*** PROVIDED DATA Section Begins ***

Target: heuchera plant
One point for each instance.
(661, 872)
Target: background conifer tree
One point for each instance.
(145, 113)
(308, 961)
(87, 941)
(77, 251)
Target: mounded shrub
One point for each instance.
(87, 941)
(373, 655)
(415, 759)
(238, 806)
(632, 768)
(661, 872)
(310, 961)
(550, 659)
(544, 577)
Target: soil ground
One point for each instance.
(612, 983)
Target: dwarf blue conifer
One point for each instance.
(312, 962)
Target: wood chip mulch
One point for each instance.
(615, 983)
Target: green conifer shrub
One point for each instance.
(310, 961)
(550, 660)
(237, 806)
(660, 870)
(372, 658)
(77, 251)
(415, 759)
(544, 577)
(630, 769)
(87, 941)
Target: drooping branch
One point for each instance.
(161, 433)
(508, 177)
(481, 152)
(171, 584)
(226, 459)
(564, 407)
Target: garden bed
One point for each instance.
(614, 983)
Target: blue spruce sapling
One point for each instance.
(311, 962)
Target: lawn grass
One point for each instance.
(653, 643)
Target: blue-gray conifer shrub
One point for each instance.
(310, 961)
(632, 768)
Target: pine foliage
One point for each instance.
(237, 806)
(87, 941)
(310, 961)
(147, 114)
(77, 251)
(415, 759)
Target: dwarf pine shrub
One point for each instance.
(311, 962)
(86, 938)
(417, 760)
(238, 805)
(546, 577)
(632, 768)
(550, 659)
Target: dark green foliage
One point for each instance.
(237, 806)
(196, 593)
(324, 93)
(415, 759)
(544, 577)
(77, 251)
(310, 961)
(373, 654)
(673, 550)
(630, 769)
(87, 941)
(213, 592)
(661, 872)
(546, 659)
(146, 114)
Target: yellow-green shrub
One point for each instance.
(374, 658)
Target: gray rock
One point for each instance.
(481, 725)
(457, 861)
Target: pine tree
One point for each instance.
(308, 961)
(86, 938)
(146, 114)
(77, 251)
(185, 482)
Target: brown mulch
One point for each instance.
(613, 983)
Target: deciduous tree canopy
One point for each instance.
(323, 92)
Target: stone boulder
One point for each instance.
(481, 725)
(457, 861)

*** PROVIDED DATA Section Ends ***

■ ABOUT THIS EXERCISE
If a line in the material contains the word "mulch", copy that line.

■ SOLVED EXERCISE
Target: wood chip mulch
Target: brown mulch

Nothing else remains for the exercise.